Exercise objective = Please copy out each line of the data below that contains the string "lamp".

Data shown =
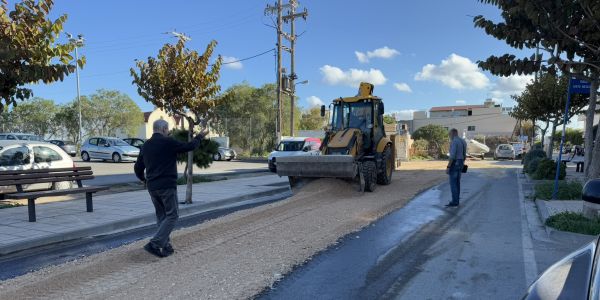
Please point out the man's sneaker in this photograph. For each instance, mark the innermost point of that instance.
(152, 249)
(168, 250)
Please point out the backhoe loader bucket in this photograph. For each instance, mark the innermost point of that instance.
(333, 166)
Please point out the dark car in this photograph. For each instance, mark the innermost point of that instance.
(68, 147)
(135, 142)
(576, 276)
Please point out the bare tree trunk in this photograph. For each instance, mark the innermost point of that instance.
(190, 168)
(551, 141)
(589, 129)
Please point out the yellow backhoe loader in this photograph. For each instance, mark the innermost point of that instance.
(355, 145)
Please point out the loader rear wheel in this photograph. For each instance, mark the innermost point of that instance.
(369, 170)
(385, 176)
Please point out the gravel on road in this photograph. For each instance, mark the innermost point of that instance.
(232, 257)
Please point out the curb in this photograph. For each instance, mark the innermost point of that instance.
(137, 222)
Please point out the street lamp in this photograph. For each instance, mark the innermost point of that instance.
(77, 42)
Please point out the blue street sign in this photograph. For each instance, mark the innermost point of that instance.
(579, 87)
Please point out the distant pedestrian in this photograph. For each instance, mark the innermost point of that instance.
(456, 161)
(158, 158)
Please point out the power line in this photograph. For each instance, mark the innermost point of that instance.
(250, 57)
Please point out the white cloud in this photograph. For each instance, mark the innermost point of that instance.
(504, 87)
(404, 114)
(456, 72)
(384, 52)
(352, 77)
(314, 101)
(403, 87)
(232, 63)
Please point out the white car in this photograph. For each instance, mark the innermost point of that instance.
(26, 155)
(294, 146)
(504, 151)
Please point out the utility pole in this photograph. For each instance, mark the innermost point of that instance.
(292, 15)
(77, 43)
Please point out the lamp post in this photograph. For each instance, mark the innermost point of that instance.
(77, 42)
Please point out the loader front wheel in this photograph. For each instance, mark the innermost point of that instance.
(384, 177)
(369, 170)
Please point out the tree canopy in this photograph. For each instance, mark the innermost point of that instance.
(29, 51)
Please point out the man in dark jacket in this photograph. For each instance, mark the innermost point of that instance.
(158, 157)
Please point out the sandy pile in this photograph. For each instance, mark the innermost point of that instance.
(232, 257)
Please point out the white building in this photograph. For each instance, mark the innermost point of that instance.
(489, 119)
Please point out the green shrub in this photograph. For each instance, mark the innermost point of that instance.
(567, 190)
(574, 222)
(547, 170)
(533, 154)
(532, 165)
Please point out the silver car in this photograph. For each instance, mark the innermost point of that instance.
(506, 151)
(67, 146)
(225, 154)
(108, 148)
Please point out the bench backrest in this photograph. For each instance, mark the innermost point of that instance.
(23, 177)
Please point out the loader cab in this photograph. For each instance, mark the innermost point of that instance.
(365, 115)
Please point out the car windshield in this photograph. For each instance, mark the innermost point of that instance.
(117, 143)
(290, 146)
(352, 115)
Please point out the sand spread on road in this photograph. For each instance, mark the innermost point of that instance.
(232, 257)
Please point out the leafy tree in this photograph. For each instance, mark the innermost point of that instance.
(567, 31)
(183, 83)
(29, 51)
(389, 119)
(110, 112)
(544, 100)
(311, 119)
(36, 116)
(435, 135)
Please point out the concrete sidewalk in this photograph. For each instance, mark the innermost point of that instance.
(68, 220)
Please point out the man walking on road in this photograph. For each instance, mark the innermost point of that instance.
(158, 158)
(458, 153)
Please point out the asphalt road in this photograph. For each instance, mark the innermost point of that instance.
(486, 249)
(109, 173)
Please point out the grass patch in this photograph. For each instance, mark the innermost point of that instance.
(199, 179)
(9, 205)
(574, 222)
(567, 190)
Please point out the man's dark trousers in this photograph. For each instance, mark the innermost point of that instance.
(167, 212)
(455, 174)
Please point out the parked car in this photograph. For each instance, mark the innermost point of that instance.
(67, 146)
(576, 276)
(20, 155)
(108, 148)
(504, 151)
(225, 154)
(20, 137)
(27, 155)
(135, 142)
(294, 146)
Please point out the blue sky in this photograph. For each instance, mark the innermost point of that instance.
(420, 53)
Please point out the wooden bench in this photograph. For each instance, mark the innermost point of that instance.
(20, 178)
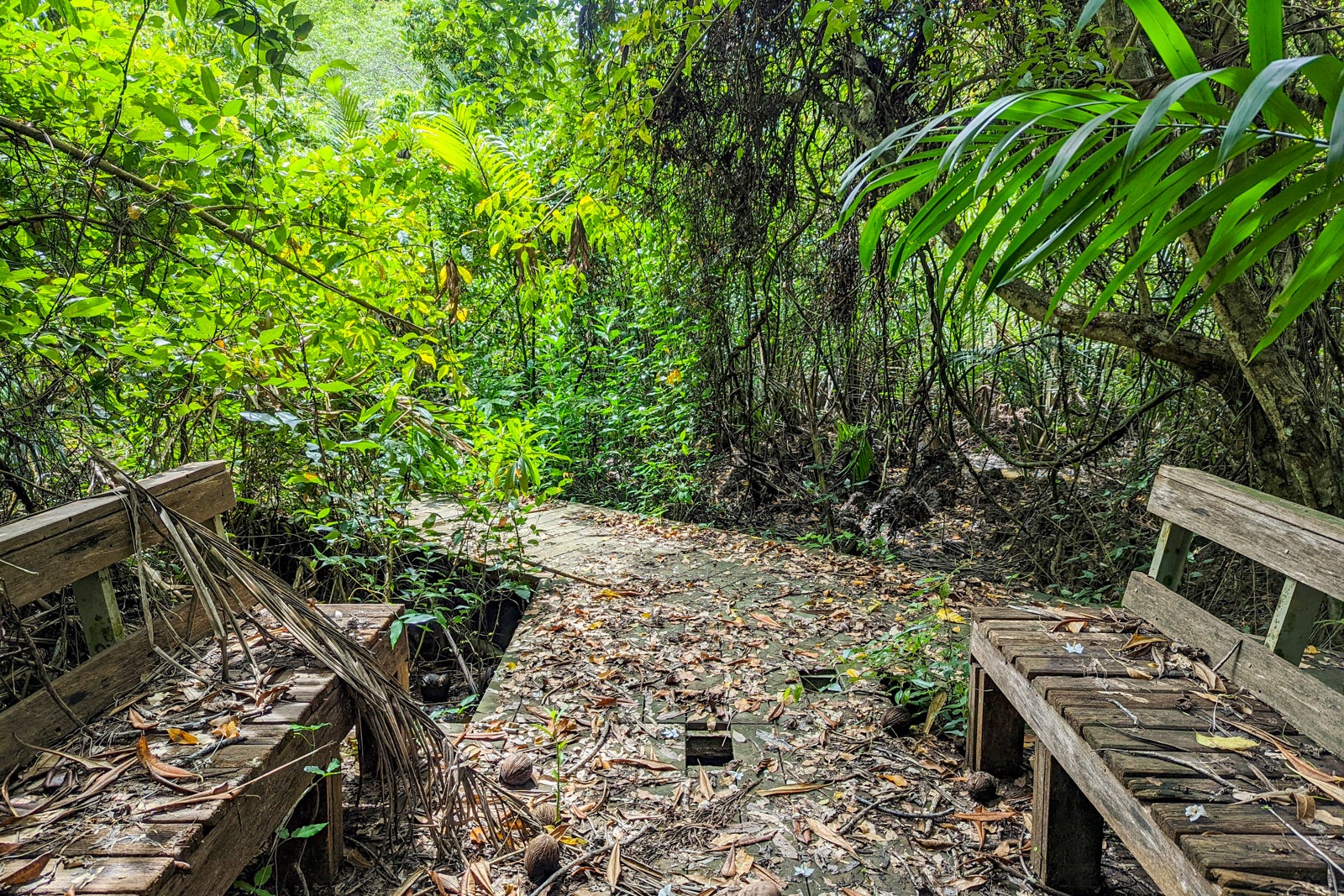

Reply to the exercise =
Please point out the street lamp in this photograph. For each instance, mark the innermost point of that instance.
Please point out the lamp post in this photograph. For each instance, mark the innermost point of that instance.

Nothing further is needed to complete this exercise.